EXERCISE DIRECTIONS:
Reproduce the data exactly.

------ PROVIDED DATA

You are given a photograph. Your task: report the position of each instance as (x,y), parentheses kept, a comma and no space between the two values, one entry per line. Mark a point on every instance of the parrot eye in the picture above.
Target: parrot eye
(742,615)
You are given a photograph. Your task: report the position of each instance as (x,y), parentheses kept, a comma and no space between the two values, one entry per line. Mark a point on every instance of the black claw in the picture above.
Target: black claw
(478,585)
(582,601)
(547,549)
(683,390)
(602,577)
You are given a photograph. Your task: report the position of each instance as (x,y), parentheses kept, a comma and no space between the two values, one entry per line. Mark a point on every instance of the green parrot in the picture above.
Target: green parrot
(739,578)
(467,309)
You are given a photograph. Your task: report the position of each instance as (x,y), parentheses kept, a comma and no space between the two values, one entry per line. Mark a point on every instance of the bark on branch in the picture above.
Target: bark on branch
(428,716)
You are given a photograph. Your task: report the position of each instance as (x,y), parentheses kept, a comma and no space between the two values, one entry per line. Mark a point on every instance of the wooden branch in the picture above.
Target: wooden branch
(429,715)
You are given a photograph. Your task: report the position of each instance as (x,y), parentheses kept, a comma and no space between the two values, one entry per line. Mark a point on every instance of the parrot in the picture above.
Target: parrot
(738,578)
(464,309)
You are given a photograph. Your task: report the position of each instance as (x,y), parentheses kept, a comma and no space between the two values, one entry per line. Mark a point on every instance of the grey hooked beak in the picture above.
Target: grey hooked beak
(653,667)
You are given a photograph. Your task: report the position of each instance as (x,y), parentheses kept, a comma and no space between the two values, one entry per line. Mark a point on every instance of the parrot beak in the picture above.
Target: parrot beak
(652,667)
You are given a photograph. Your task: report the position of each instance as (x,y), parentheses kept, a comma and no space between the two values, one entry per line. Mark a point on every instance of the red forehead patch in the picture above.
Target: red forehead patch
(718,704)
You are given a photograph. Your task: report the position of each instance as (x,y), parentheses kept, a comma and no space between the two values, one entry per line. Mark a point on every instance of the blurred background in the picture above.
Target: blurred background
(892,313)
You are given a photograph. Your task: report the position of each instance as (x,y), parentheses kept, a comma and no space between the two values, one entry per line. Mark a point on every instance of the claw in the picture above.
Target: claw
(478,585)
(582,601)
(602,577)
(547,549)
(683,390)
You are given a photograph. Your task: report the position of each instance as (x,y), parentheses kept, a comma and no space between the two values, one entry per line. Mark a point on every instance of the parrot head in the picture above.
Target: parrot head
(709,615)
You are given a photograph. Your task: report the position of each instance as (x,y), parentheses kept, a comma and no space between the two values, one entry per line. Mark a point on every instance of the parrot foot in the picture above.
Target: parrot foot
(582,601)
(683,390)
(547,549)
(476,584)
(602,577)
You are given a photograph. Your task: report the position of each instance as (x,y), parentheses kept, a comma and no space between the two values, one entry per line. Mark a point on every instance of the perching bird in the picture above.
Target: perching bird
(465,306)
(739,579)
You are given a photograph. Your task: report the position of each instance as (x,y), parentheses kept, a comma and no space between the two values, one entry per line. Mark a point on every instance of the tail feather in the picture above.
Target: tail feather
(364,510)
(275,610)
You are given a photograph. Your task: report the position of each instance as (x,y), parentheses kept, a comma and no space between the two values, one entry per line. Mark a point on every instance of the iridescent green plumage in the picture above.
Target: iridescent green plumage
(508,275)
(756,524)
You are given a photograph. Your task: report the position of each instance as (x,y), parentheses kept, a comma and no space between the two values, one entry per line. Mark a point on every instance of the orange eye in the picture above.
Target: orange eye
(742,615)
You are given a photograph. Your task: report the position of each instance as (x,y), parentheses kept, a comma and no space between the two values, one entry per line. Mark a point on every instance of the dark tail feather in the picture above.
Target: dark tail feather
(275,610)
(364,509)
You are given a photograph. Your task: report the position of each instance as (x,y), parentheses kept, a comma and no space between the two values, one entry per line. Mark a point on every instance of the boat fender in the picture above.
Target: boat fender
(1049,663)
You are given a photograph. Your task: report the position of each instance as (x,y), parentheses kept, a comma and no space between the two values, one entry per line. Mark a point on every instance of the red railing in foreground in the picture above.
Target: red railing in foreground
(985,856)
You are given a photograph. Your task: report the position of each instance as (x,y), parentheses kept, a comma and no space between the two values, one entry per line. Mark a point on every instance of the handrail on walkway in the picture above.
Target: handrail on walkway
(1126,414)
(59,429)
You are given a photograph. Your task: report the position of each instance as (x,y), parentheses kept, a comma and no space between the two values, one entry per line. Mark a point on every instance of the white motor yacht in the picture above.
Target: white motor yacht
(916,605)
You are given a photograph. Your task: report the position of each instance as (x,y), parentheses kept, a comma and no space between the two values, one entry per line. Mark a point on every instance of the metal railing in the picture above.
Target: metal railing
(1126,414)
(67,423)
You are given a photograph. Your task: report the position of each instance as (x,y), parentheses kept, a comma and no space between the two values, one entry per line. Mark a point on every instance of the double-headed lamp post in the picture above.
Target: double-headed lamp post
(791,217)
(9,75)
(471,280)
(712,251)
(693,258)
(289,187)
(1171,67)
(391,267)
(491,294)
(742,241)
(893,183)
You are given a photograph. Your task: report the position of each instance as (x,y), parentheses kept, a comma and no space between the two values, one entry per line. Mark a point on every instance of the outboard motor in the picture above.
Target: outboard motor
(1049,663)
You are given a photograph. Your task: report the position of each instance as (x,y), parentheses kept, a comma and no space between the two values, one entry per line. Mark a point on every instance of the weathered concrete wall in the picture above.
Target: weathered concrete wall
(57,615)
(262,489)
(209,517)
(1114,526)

------------

WRITTEN RESPONSE:
You are given a photograph. Your task: report the position of each instance as (x,y), parentheses kept, a comma and no space between the two values, one entry per line. Mark a point on every instance of the parrot eye in the picture above.
Target: parrot eye
(742,615)
You are given a photograph. Your task: report the position of each instance as (x,y), parentheses kept, a comma and no space between the two values, one entry per line. Mark a point on every instance of the black claw in the picture above.
Target: black claw
(478,585)
(582,601)
(547,549)
(683,390)
(602,577)
You are given a photograph. Your task: report the position of each instance as (x,y), parentheses kept, a comma and no space between the two values, one entry per line. Mark a point on every instance of the green parrot in the picture above.
Target: green parrot
(739,578)
(467,309)
You are given a photograph. Your task: report the position of each instance as (x,y), parentheses kept, a comma and no space between the two values, one entry per line. Mark a point on every instance of the bark on branch in the picture above.
Target: bark on branch
(428,716)
You are given a photograph. Your task: report the position of each instance as (x,y), parentheses kept, a comma and no space between the two values, one entry per line. Mark a point on every instance of the wooden branch in the picture above.
Target: wooden branch
(429,715)
You are given a photograph. Your task: report the position of each instance as (x,y), parentheses kept, a comma and no space between the two values, one entry per line. Mark a point on every instance of the parrot in the picture above.
Target: parrot
(738,578)
(464,309)
You are given a photograph. Your task: report the position of each instance as (x,y), parentheses kept, a comma and no space between the two values, one entry per line. Mark a point on every instance of the grey hooked beak in the picture above.
Target: grey hooked beak
(653,667)
You are given a photograph. Your task: report the position of each instance as (x,y), parentheses kept, a comma and no space between the two values, one entry per line. Mark a point on every instance of the parrot beak in the picture above.
Target: parrot beak
(652,667)
You are given a photograph. Your task: report the position of each instance as (x,y), parentheses kept, a comma and no space between the two values, one entry per line. Mark a point on every instance of the red forehead patch in the picture above.
Target: red forehead patch
(718,704)
You are given a photograph. Your task: report the position of each instance as (x,y), parentheses kept, a comma and no space between the two values, one entry per line. Mark a point on every instance of the blurred background in the picture above.
Target: blurred background
(892,313)
You are given a photograph. Your task: report the position of each instance as (x,y), parentheses kept, a comma and no space between the two values, one entry per line. Mark a point on every instance of the claw in the picture above.
Target: claw
(478,585)
(582,601)
(602,577)
(547,549)
(683,390)
You are given a photograph. Your task: report the position of each instance as (x,y), parentheses kept, a comma and no space between the two values, one entry per line. Mark a point on every instance of the parrot head in the picture above.
Target: parrot head
(709,615)
You are given a photograph. Your task: report the position of each instance as (x,y), parentheses kept, a comma and no space between the two values, one entry per line. Mark a point on every instance of the parrot foot in the picture above.
Target: parrot foot
(582,601)
(683,390)
(547,549)
(476,584)
(602,577)
You are given a photograph. Your task: report the position of each instance as (x,y), parentheses kept, a comma and no space between the two values, one entry per line. Mark a point on every instance of the perching bird in the picture above.
Target: perching bird
(465,306)
(739,579)
You are given a photograph. Your task: report the position of each instance as (x,y), parentheses kept, a comma and no space between the two values, one entry per line. Mark a point on every instance of the tail feather in the picture above.
Target: tail feather
(364,510)
(275,610)
You are given a photograph. Your task: report the position of each instance as (x,y), parentheses kept, a comma and no space between the two values, one entry per line. Mark a point on every instance of the iridescent green plumage in the picture above.
Target: iridescent green plumage
(508,275)
(756,524)
You are given a photograph. Your task: report the position of each instance as (x,y), parentheses kept, a comma and no space between the two values, one entry per line. Mark a point on every instance of the orange eye in the picture above.
Target: orange eye
(742,615)
You are given a photograph. Your task: report the position of each instance as (x,y), parentheses kept, a comma and no space between the two values, one entry per line. Mark a point on every instance of the dark tail feather in the picture above.
Target: dark tail feather
(275,610)
(364,509)
You are given a photograph. Your task: report the position of each instance as (x,y), parentheses kept, a comma and no space between the two values, one entry per line. Mark a point on every instance of the boat fender in the picture above.
Target: boat fender
(1049,663)
You are given a photograph. Your task: report the position of each instance as (x,y), parentheses kept, a comma and no space between the two values, one entry per line. Mark a point on every instance of the red railing in foreground in the picture above.
Target: red railing in foreground
(985,856)
You are given a photograph. Your task: report the position of each instance as (x,y), parentheses kept, a comma and no space between the two values, one entry per line. Mark a point on every instance of the handrail on walkway in the picture above.
Target: handrail on walkway
(1126,414)
(59,429)
You are given a photograph. Your task: report the position of each instance as (x,y), parentheses kept, a comma and no space between the two values, one entry per line. Mark a point on every instance of the white motor yacht in the picture above.
Target: white motor yacht
(916,605)
You are given a photograph. Your task: report the position of each instance as (x,y), parentheses kept, a comma and no space between the two values, one entry per line. Mark a point on every instance of the metal railing in the picture above.
Target: metal railing
(1126,414)
(67,423)
You are given a photograph. Your task: report the position of each instance as (x,y), parentheses kept, a comma and no space between the two values, one entry per line. Mark a point on every instance of the double-headed lamp post in the picture above.
Target: double-headed lamp post
(791,217)
(9,75)
(471,280)
(712,251)
(693,258)
(289,187)
(1171,67)
(391,267)
(491,294)
(742,241)
(893,183)
You are given a photograph. Your task: report the position of each instance as (x,y), parentheses kept, a comma and no space between the two values, one entry per line. Mark a point on every instance of the outboard motor in the picture above.
Target: outboard motor
(1049,663)
You are given a photograph. Your task: report the position of each instance as (x,y), parentheses kept, a comma and no space between the two values, one entry per line. Mark a point on every instance of the weathered concrete wall in the picture above.
Target: weathered concrete wall
(57,615)
(262,489)
(209,517)
(1114,526)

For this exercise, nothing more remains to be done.